Rewrite every line of the data below, moving each point by adding 118 to both of its coordinates in the answers. Leave the pictures out.

Begin RECORDS PROVIDED

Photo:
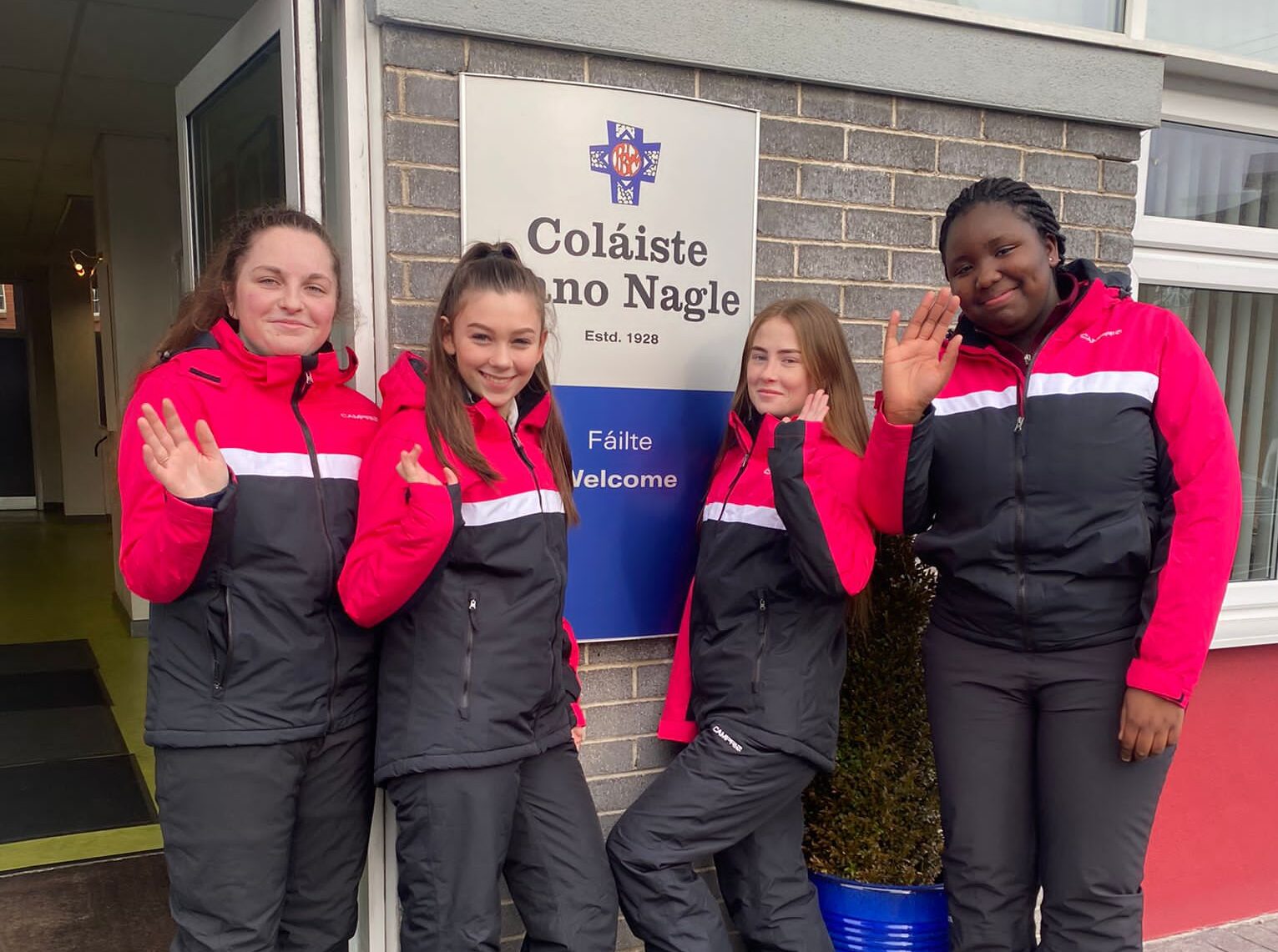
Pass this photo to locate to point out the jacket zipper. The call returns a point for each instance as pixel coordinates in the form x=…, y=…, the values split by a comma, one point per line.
x=763, y=641
x=468, y=661
x=300, y=391
x=558, y=627
x=221, y=667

End RECORDS PROVIDED

**RESULT OF THIS TASK:**
Photo:
Pass this photo to locate to point out the jacket zipper. The call returns a point for each instance as pixel coordinates in the form x=…, y=…, the values split by a comma, one point per line.
x=881, y=759
x=586, y=779
x=418, y=509
x=676, y=745
x=339, y=785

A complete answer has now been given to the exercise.